Report how many lines in the listing below contain the word "hazy", matching case exactly. Give only the number.

Items from a dataset -
>> BEGIN

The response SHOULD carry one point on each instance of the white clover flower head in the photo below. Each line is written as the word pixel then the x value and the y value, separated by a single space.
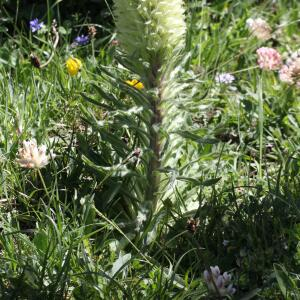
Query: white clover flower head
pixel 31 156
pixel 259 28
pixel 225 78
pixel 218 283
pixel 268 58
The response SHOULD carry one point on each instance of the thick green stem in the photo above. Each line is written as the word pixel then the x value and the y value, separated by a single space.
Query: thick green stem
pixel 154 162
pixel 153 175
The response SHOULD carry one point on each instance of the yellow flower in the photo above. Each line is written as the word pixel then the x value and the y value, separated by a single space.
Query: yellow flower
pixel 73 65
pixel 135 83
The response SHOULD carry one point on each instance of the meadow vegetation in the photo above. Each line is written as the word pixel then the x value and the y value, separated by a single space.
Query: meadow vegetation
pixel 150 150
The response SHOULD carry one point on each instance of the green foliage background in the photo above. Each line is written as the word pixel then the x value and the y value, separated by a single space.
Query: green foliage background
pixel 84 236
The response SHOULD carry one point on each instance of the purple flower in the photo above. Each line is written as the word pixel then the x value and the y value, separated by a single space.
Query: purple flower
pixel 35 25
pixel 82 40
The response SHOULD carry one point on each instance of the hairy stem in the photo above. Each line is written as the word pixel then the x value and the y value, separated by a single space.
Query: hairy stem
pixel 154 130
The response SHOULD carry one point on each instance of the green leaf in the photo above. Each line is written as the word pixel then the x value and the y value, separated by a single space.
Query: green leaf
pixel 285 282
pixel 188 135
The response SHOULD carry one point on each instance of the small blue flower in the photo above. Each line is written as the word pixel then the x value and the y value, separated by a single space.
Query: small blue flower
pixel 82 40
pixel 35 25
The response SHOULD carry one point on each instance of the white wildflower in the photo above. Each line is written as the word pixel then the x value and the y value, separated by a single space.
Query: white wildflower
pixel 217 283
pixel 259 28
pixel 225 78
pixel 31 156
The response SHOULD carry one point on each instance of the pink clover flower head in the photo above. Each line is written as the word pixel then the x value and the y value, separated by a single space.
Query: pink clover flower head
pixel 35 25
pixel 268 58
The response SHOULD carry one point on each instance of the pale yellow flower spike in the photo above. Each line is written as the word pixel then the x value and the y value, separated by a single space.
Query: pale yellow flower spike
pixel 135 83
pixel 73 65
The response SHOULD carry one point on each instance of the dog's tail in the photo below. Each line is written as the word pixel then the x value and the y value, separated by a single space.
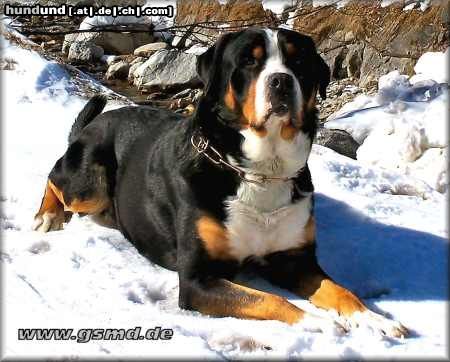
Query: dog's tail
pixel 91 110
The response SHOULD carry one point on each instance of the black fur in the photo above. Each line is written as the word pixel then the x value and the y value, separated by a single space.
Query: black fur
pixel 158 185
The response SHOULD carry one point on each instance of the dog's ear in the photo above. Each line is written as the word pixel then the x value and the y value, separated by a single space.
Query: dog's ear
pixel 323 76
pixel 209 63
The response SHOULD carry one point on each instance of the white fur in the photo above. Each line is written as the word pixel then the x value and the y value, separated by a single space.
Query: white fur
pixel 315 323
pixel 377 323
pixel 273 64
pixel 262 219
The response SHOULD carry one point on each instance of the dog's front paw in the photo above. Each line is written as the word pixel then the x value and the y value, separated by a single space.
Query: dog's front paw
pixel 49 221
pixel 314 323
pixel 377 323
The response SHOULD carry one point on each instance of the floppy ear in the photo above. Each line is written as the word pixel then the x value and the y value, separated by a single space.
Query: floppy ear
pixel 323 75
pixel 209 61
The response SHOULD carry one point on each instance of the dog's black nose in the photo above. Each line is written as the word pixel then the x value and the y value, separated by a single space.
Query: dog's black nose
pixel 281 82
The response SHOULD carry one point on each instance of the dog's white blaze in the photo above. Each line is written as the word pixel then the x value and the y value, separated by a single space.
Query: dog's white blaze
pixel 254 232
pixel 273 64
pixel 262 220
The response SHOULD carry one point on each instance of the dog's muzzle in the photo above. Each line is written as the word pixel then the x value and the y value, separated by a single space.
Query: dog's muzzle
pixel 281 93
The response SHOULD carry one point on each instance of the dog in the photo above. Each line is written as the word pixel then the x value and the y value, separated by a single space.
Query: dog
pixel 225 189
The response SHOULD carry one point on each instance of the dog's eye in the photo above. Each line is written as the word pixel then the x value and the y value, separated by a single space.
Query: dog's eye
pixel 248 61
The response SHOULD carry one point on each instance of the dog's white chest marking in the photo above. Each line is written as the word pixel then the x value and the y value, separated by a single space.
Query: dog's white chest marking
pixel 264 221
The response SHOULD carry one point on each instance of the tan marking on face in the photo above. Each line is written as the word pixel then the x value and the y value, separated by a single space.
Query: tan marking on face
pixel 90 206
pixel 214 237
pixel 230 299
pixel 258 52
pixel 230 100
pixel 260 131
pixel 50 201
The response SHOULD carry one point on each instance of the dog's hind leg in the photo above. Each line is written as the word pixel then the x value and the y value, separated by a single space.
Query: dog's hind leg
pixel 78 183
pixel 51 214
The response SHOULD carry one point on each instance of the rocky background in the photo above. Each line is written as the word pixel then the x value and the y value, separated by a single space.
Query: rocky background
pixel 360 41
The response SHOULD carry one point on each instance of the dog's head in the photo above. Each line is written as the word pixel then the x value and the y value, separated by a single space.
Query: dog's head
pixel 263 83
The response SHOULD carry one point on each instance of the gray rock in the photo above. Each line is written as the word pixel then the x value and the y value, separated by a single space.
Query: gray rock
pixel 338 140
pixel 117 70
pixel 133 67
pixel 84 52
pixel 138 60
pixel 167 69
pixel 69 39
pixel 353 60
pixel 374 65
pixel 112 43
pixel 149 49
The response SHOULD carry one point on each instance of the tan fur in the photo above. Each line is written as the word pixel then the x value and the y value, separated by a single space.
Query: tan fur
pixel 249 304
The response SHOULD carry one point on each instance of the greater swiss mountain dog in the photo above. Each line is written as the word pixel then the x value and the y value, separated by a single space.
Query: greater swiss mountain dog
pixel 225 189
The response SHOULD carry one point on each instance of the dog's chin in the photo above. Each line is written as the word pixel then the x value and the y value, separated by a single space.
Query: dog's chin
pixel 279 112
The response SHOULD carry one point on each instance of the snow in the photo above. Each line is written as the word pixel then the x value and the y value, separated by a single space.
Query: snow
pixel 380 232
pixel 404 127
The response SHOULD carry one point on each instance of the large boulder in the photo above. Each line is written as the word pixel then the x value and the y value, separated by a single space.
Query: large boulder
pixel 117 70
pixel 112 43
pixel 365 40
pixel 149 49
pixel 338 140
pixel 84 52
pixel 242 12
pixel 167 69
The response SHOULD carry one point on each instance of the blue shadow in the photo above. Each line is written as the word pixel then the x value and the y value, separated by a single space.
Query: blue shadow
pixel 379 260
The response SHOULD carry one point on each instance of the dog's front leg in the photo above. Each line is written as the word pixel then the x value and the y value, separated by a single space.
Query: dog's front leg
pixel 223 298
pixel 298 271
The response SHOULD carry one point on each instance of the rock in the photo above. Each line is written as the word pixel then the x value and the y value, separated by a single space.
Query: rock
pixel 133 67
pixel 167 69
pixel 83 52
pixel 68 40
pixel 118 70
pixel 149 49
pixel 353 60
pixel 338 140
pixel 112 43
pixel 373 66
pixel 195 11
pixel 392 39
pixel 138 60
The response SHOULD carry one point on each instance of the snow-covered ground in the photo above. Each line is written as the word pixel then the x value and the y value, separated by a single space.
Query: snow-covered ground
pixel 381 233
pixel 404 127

>> END
>> BEGIN

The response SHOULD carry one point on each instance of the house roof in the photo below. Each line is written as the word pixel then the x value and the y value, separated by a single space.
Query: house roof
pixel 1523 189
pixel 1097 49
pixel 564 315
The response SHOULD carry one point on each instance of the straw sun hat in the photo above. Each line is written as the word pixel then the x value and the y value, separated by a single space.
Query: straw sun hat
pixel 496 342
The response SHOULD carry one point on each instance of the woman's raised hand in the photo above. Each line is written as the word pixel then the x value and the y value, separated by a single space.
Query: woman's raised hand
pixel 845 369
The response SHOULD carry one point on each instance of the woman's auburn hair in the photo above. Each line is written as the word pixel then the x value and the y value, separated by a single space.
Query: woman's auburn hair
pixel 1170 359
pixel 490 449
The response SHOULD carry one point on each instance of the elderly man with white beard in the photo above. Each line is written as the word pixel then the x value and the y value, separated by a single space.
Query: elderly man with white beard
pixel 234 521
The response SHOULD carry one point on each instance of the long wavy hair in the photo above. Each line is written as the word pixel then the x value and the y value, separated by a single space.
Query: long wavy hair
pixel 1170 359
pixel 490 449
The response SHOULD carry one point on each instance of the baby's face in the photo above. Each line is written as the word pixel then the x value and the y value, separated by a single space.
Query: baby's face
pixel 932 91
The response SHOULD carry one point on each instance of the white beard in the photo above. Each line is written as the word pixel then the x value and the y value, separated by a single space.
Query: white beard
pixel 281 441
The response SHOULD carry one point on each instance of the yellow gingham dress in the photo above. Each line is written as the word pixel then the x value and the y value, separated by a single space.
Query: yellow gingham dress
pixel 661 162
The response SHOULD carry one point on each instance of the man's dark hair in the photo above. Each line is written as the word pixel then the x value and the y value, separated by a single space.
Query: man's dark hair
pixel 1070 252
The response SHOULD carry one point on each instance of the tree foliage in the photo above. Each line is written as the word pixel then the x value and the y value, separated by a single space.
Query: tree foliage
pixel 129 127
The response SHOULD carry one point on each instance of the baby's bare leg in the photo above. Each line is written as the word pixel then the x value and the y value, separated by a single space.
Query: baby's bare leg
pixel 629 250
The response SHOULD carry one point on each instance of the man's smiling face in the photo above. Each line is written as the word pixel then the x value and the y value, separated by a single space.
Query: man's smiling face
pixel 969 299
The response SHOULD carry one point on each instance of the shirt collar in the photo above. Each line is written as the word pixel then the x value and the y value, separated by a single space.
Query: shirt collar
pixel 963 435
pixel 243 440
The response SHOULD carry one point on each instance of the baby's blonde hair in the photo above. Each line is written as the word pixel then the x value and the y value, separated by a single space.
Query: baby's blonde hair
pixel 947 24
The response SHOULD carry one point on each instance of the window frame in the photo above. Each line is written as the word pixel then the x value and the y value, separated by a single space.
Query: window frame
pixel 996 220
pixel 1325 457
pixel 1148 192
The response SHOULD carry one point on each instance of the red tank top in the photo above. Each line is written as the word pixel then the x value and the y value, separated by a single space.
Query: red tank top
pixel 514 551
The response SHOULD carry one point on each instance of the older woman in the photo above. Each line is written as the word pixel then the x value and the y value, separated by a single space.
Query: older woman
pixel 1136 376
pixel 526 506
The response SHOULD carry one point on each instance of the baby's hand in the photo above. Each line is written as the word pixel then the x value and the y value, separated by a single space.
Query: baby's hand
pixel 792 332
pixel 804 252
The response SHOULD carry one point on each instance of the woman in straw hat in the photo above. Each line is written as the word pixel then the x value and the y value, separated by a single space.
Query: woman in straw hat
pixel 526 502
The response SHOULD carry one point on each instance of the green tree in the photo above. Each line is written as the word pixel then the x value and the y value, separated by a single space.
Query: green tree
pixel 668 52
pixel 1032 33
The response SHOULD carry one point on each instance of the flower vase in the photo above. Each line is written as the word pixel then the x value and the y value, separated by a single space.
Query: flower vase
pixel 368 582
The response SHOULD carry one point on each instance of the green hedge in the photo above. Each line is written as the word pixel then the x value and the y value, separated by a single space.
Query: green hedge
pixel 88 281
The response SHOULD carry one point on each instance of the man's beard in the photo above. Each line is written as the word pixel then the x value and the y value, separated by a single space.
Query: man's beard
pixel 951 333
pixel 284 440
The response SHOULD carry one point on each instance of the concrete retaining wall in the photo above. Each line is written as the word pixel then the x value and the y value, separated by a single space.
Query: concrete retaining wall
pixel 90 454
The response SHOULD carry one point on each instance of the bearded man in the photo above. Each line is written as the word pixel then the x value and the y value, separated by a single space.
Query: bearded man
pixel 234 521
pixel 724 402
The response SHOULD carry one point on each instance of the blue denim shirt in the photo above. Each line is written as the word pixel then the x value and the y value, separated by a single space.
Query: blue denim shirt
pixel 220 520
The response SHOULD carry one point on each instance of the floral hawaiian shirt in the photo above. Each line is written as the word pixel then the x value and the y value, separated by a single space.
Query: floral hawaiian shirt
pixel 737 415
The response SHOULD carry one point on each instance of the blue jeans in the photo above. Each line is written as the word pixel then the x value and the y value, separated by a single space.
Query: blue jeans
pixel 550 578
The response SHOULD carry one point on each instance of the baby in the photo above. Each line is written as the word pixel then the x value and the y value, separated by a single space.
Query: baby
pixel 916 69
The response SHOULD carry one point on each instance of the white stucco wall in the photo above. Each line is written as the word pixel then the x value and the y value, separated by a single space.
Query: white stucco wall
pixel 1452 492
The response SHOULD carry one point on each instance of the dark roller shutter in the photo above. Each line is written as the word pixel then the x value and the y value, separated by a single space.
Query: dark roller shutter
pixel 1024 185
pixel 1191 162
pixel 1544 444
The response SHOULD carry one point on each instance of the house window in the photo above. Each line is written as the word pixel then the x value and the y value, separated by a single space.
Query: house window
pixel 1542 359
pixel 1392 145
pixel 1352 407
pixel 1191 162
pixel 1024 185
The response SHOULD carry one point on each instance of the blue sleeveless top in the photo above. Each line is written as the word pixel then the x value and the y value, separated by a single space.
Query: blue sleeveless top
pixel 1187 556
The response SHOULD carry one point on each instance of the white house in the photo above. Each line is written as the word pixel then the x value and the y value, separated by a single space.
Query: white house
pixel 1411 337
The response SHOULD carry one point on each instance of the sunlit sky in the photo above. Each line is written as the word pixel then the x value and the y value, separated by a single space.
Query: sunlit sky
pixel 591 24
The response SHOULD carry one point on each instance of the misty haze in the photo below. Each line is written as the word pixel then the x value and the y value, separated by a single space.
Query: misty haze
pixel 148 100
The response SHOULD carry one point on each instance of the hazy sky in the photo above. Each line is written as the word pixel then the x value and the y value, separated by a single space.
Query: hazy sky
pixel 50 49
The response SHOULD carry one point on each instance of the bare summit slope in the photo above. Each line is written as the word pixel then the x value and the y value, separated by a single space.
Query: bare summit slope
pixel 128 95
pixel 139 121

>> END

SOLUTION FOR THIS EXERCISE -
2